**Given problem:** Identify every line in the records that contains the word "potted", and copy each of those lines.
::::::::
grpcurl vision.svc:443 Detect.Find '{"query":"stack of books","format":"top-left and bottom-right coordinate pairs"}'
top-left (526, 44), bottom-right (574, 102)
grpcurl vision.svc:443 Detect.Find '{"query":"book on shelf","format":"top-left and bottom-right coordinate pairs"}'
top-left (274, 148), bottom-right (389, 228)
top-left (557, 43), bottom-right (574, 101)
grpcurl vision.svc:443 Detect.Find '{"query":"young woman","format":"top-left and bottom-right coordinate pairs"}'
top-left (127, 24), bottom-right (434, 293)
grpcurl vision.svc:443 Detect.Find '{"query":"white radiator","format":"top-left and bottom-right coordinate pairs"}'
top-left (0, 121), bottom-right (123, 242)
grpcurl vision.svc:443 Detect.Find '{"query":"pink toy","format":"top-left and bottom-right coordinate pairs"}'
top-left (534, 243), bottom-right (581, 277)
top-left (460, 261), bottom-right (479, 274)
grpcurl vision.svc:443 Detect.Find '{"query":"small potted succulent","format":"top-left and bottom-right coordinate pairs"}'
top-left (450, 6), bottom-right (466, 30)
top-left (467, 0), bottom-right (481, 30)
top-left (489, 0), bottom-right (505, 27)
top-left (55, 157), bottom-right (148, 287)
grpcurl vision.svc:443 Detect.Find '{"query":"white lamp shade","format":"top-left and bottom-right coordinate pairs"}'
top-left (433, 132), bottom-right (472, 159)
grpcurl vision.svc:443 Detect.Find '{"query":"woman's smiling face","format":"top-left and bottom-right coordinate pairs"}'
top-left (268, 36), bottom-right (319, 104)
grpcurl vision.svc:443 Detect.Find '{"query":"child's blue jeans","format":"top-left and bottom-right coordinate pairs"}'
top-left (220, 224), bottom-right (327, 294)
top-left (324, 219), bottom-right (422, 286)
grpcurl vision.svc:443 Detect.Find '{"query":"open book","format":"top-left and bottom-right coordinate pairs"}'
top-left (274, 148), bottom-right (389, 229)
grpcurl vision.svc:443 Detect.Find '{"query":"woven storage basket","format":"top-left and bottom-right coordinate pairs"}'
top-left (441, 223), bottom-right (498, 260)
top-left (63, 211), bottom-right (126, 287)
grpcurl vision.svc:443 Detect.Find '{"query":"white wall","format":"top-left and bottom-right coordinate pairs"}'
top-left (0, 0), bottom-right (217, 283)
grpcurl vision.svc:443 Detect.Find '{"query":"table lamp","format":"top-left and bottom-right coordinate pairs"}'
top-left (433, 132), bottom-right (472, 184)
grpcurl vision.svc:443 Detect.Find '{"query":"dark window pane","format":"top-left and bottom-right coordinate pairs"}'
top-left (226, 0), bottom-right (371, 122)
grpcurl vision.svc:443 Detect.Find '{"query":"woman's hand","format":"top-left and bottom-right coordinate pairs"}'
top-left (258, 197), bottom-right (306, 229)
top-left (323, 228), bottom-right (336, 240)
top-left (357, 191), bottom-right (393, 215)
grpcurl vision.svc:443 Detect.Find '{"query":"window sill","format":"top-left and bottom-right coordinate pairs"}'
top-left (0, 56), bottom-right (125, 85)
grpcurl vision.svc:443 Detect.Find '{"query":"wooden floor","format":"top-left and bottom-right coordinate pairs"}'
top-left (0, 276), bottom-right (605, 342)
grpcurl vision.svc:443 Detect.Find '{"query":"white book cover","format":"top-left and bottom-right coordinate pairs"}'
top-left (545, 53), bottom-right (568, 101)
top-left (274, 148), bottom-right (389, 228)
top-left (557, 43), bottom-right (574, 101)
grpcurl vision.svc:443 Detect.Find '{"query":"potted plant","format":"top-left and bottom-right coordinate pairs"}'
::::::::
**Answer to the problem:**
grpcurl vision.svc:443 Detect.Find '{"query":"small potted succulent","format":"top-left and bottom-right coordinate pairs"}'
grpcurl vision.svc:443 Detect.Find '{"query":"potted plant","format":"top-left and bottom-right coordinate pairs"}'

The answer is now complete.